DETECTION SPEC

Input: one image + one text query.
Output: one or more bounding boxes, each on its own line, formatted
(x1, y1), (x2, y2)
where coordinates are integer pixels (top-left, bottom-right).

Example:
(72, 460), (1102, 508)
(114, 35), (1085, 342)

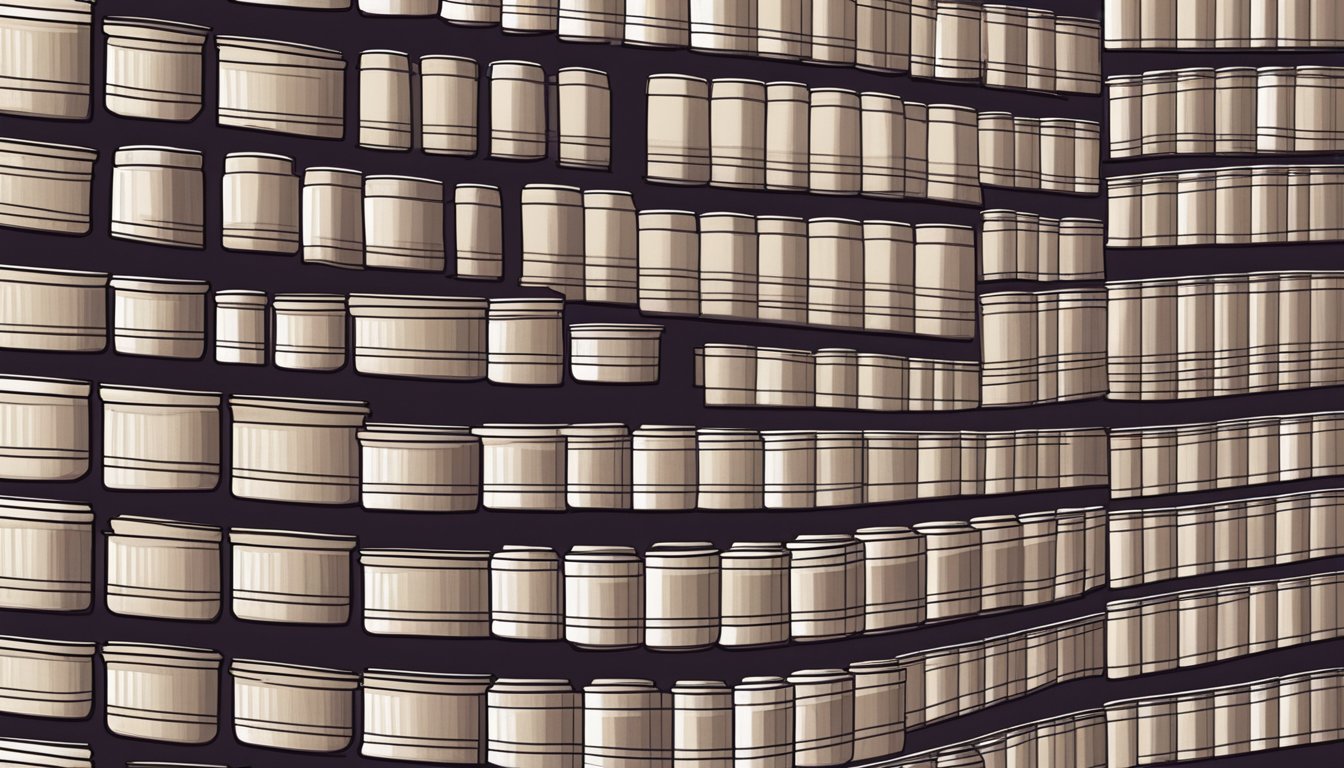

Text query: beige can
(815, 431), (864, 507)
(422, 55), (479, 156)
(111, 276), (208, 359)
(103, 17), (210, 121)
(914, 521), (982, 620)
(357, 423), (480, 512)
(809, 88), (862, 195)
(633, 425), (698, 510)
(733, 677), (794, 768)
(671, 680), (732, 768)
(788, 669), (854, 767)
(222, 153), (300, 254)
(456, 184), (503, 280)
(105, 515), (221, 621)
(570, 324), (663, 384)
(364, 175), (445, 272)
(349, 294), (487, 380)
(625, 0), (687, 46)
(863, 221), (916, 333)
(359, 50), (412, 151)
(808, 218), (864, 328)
(0, 375), (90, 481)
(564, 545), (645, 648)
(788, 534), (864, 640)
(443, 0), (503, 24)
(491, 545), (563, 640)
(765, 82), (810, 191)
(521, 184), (585, 299)
(214, 290), (267, 365)
(0, 0), (92, 117)
(697, 428), (763, 509)
(855, 526), (925, 631)
(230, 659), (359, 752)
(756, 216), (808, 323)
(848, 659), (905, 760)
(230, 528), (356, 624)
(362, 670), (492, 764)
(558, 68), (612, 169)
(583, 679), (671, 768)
(0, 264), (106, 352)
(0, 138), (97, 235)
(701, 344), (756, 406)
(647, 75), (710, 185)
(925, 105), (980, 205)
(489, 298), (565, 385)
(720, 542), (789, 647)
(273, 293), (347, 371)
(216, 36), (345, 139)
(111, 146), (204, 248)
(638, 209), (700, 315)
(473, 424), (567, 510)
(862, 432), (918, 503)
(229, 395), (369, 504)
(815, 348), (859, 408)
(488, 679), (582, 768)
(860, 92), (906, 199)
(699, 212), (758, 319)
(362, 548), (490, 637)
(0, 496), (92, 611)
(565, 423), (632, 509)
(303, 167), (365, 269)
(0, 635), (94, 719)
(102, 642), (221, 744)
(763, 431), (817, 509)
(490, 60), (546, 159)
(582, 190), (638, 304)
(646, 542), (720, 651)
(755, 347), (813, 407)
(710, 79), (766, 188)
(99, 385), (221, 491)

────

== WHAT YOU WILL DO ==
Quote verbatim the opening lines of the listing above, ending with the line where "(114, 35), (1085, 342)" appears; include both endpoints and nothing more.

== RESPONSE ==
DETECTION SPEC

Input: one image + one text query.
Output: one or more bounding boxes, each on its own line, formatted
(x1, y1), (x2, y2)
where coordinates are integer pixels (top-left, bottom-right).

Example:
(72, 460), (1102, 508)
(114, 35), (1085, 342)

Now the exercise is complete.